Available records >>
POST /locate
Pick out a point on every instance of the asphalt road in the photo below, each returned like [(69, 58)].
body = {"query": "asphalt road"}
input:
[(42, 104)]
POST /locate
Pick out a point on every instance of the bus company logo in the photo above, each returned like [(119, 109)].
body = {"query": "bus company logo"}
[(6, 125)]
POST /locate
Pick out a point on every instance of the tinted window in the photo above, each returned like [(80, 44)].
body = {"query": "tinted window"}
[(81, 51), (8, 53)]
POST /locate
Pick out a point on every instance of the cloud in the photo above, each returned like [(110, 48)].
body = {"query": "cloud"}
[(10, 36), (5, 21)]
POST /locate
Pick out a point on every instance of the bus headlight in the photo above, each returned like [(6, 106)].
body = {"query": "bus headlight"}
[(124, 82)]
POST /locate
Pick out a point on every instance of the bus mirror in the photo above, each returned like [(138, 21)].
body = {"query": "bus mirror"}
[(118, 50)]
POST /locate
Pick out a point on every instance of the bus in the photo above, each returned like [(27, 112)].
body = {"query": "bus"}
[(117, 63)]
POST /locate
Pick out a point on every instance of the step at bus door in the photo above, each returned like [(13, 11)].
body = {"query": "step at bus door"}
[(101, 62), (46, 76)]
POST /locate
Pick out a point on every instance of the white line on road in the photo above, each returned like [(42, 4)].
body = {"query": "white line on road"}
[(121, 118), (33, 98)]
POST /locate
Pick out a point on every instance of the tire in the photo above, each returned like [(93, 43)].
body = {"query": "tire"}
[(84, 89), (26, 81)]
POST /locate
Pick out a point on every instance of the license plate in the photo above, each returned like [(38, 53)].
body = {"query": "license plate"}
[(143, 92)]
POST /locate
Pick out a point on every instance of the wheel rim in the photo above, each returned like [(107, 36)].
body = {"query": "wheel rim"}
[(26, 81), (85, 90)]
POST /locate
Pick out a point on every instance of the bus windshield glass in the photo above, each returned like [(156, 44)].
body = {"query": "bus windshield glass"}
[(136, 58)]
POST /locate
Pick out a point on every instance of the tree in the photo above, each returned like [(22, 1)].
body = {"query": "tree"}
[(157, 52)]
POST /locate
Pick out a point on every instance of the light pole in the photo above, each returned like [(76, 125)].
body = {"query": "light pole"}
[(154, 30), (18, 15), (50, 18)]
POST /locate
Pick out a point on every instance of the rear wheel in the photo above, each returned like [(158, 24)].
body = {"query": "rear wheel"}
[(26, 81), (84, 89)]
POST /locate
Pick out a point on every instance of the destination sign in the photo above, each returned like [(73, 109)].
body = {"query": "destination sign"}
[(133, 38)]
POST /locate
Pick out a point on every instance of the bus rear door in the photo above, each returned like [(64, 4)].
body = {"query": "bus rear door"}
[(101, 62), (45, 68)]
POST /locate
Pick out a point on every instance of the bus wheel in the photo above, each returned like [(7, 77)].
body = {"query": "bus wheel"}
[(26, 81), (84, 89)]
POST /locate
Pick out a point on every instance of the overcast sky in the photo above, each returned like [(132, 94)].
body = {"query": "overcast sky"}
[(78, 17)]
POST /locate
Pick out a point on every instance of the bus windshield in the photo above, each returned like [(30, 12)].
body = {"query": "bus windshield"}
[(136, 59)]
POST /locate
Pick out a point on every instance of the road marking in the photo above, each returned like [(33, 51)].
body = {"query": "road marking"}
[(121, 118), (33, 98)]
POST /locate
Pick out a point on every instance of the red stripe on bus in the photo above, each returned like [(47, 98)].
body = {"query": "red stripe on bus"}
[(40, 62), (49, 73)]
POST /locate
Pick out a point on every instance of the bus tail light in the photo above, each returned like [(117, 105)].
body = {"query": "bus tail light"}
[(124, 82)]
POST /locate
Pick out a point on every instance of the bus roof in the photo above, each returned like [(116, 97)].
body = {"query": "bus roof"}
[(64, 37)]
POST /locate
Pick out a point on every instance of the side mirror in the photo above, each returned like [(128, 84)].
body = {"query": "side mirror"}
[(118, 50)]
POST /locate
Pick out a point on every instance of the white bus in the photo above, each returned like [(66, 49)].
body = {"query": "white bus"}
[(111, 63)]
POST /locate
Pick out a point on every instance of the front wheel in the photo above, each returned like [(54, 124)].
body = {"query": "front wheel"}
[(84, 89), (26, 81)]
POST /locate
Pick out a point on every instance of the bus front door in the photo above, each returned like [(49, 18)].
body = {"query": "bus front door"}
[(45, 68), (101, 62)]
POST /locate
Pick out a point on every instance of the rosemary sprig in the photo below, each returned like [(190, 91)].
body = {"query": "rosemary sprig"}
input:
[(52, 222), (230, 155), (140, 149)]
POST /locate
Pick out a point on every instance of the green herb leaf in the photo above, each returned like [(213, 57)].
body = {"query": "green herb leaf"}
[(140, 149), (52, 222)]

Exercise >> From the records above, extract every line exactly as it stands.

Task result >>
POST /locate
Pick out a point on every instance of the asphalt road in the photo below, each returned like [(69, 58)].
body = {"query": "asphalt road"}
input:
[(42, 104)]
POST /locate
Pick out a point on every instance of the bus company logo in the photo above, each returned like [(119, 109)].
body = {"query": "bus company logo"}
[(6, 125)]
POST /locate
Pick out a point on every instance of the tinted window in the photo above, each returned like [(80, 44)].
body = {"query": "tinted window"}
[(81, 51), (8, 53)]
POST /locate
Pick out a point on every instance of the cloud in the photo above, each returned like [(110, 48)].
body = {"query": "cloud"}
[(10, 36), (5, 21)]
POST /locate
Pick out a point on every instance of the bus headlight in the photo above, each returned like [(6, 106)].
body = {"query": "bus headlight"}
[(124, 82)]
POST /locate
Pick out a point on every instance of the bus mirror in the photo above, each returned like [(138, 21)].
body = {"query": "bus mirror"}
[(118, 50)]
POST /locate
Pick out a point on every instance of the bus in the photo above, each returned like [(27, 112)].
body = {"query": "bus"}
[(117, 63)]
POST /locate
Pick out a point on every instance of the step at bus door in the photo above, each returned like [(13, 11)].
body = {"query": "step at bus door"}
[(101, 62), (46, 76)]
POST /locate
Pick out a point on every instance of the white line on road in the photo above, each returned like [(42, 4)].
body = {"query": "white line on road"}
[(121, 118), (33, 98)]
POST /locate
Pick out a point on every instance of the tire in the photo above, each returned like [(93, 43)].
body = {"query": "tire"}
[(84, 89), (26, 81)]
POST /locate
Pick out a point on every instance of the license plate in the photo above, each returned like [(38, 53)].
body = {"query": "license plate"}
[(143, 92)]
POST /locate
Pick out a point on every instance of the wheel rim in the photo above, each returned like [(107, 36)].
body = {"query": "wheel rim"}
[(26, 81), (85, 90)]
POST /locate
Pick out a point on every instance of the bus windshield glass in the photo above, each returned like [(156, 44)].
body = {"query": "bus windshield glass"}
[(136, 58)]
POST /locate
Pick out a point on every instance of the tree in the photo above, each returned like [(22, 1)].
body = {"query": "tree"}
[(157, 52)]
POST /locate
Pick out a point on every instance of the light pole in the photo above, each returned like [(76, 125)].
body = {"query": "light pole"}
[(154, 30), (18, 15), (50, 18)]
POST /locate
Pick out a point on every instance of the rear wheel in the photo above, each returned like [(158, 24)].
body = {"query": "rear wheel"}
[(26, 81), (84, 89)]
POST /locate
Pick out a point on every instance of the destination sign in the photo above, each returned like [(73, 109)].
body = {"query": "destination sign"}
[(133, 38)]
POST /locate
Pick out a point on every instance of the bus rear door in the photo above, each returned like [(64, 4)].
body = {"query": "bus rear door"}
[(101, 62), (45, 68)]
POST /locate
Pick out a point on every instance of the bus wheel in the photo above, each returned like [(7, 77)].
body = {"query": "bus wheel"}
[(26, 81), (84, 89)]
POST /locate
Pick out a point on every instance of the overcast sky in the photo above, each returned like [(132, 94)].
body = {"query": "overcast sky"}
[(78, 17)]
POST /locate
Pick out a point on every instance of the bus windshield in the photo above, each returned like [(30, 12)].
body = {"query": "bus windshield"}
[(136, 59)]
POST /locate
Pick out a point on every instance of the road marking in the photo above, each returned like [(33, 51)].
body = {"query": "road marking"}
[(121, 118), (33, 98)]
POST /locate
Pick out a point on every instance of the red stripe on bus in the photo above, each returned like [(47, 98)].
body = {"query": "red stripe on bus"}
[(40, 62), (49, 73)]
POST /locate
Pick out a point on every instance of the bus tail light in the photo above, each returned like [(117, 105)].
body = {"query": "bus tail light"}
[(124, 82)]
POST /locate
Pick out a point on every instance of the bus roof in the photo above, each returned like [(116, 97)].
body = {"query": "bus roof"}
[(64, 37)]
POST /locate
Pick out a point on every instance of the side mirror in the photo above, each returned like [(128, 84)].
body = {"query": "side mirror"}
[(118, 50)]
POST /locate
Pick out a point on every instance of the white bus in the photo above, each returned like [(66, 49)].
body = {"query": "white bus"}
[(111, 63)]
POST /locate
Pick out a point on every instance of the front wheel in the photo above, each returned like [(54, 124)].
body = {"query": "front wheel"}
[(84, 89), (26, 81)]
POST /locate
Pick out a point on every instance of the bus front door in the photo above, each returned like [(49, 18)].
body = {"query": "bus front door"}
[(45, 68), (101, 62)]
POST /locate
Pick out a point on every instance of the rosemary sprig in the photo below, each returned like [(190, 91)].
body = {"query": "rosemary sprig"}
input:
[(52, 222), (230, 155), (140, 149)]
POST /locate
Pick out a point on every instance of the green herb leaf in the photo above, each returned like [(213, 57)].
body = {"query": "green herb leaf"}
[(140, 149), (52, 222)]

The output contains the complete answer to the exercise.